Below is a listing; reproduce exactly its lines from the one containing "Target: green foliage" to its last line, both ends kept, and no other lines.

· · · · ·

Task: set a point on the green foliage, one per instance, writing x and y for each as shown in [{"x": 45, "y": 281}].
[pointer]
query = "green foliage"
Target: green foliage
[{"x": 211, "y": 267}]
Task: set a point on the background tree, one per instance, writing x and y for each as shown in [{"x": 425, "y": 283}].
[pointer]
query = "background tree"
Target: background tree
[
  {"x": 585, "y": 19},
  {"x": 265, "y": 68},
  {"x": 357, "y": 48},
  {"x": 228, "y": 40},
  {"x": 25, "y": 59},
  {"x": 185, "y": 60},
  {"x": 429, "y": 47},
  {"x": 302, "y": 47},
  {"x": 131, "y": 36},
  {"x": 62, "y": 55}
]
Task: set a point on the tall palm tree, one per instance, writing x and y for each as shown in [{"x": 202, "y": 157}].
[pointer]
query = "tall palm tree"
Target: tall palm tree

· · · · ·

### RESULT FOR THIS EXERCISE:
Target: green foliage
[{"x": 211, "y": 267}]
Task: set a point on the background tree, one per instance, writing x and y for each as shown in [{"x": 425, "y": 283}].
[pointer]
query = "background tree"
Target: background tree
[
  {"x": 585, "y": 19},
  {"x": 265, "y": 68},
  {"x": 357, "y": 48},
  {"x": 228, "y": 40},
  {"x": 25, "y": 59},
  {"x": 185, "y": 60},
  {"x": 429, "y": 47},
  {"x": 302, "y": 47},
  {"x": 131, "y": 36},
  {"x": 62, "y": 55}
]
Task: set a point on the tall palm tree, one per instance, writing x and y for each as shown in [{"x": 202, "y": 157}].
[pointer]
query = "tall palm tree"
Target: tall palm tree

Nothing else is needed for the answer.